---------- Exercise inputs ----------
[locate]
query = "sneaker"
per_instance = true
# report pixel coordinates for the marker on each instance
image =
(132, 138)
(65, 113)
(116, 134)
----------
#### [The request]
Copy the listing above line for line, with no changes and nothing left out.

#### [Answer for this exercise]
[locate]
query = "sneaker"
per_instance = true
# report pixel coordinates for the marker on each instance
image =
(132, 138)
(65, 113)
(116, 134)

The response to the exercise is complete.